• [AIM] Rewrite only the lines from the one containing "Where can you spot the wooden" down through the end of the records, switching "lemon" to "lime" and leaving everything else unchanged.

>> BEGIN SOURCE RECORDS

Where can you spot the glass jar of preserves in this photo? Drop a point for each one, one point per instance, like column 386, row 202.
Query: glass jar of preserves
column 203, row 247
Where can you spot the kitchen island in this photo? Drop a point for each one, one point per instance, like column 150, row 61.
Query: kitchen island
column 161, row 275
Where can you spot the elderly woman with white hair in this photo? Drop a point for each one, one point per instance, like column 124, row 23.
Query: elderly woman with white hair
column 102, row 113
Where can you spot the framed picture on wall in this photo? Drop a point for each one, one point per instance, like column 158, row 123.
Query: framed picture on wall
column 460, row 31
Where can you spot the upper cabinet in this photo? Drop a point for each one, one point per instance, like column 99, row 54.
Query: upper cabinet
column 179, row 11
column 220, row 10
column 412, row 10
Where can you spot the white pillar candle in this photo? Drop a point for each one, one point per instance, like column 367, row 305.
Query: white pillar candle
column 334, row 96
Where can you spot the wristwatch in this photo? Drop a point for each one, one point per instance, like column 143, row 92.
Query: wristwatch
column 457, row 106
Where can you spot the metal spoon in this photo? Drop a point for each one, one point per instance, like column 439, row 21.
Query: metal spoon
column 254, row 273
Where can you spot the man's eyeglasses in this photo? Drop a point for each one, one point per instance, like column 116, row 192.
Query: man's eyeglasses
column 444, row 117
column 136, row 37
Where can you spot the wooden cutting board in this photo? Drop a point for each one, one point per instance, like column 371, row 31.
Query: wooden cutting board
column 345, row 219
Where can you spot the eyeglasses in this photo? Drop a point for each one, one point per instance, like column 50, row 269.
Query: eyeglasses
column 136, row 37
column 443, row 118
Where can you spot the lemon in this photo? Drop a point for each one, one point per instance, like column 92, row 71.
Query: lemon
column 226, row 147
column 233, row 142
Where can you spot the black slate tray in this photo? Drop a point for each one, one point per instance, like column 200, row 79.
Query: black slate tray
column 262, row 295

>> END SOURCE RECORDS

• [SOLUTION TO THE PROBLEM]
Where can you spot the wooden cutting board in this photo? Drop a point for each one, one point per instance, like column 371, row 31.
Query: wooden cutting board
column 345, row 219
Where can you spot the eyeglasses in this photo? Drop a point for each one, one point per instance, like column 50, row 269.
Query: eyeglasses
column 136, row 37
column 443, row 118
Where can you spot the lime in this photo? Drop a point for each one, one point per instance, like column 92, row 71.
Query: lime
column 226, row 147
column 233, row 142
Where can you spot the black slate tray in this photo? Drop a point for each one, one point per instance, like column 200, row 79.
Query: black slate tray
column 262, row 295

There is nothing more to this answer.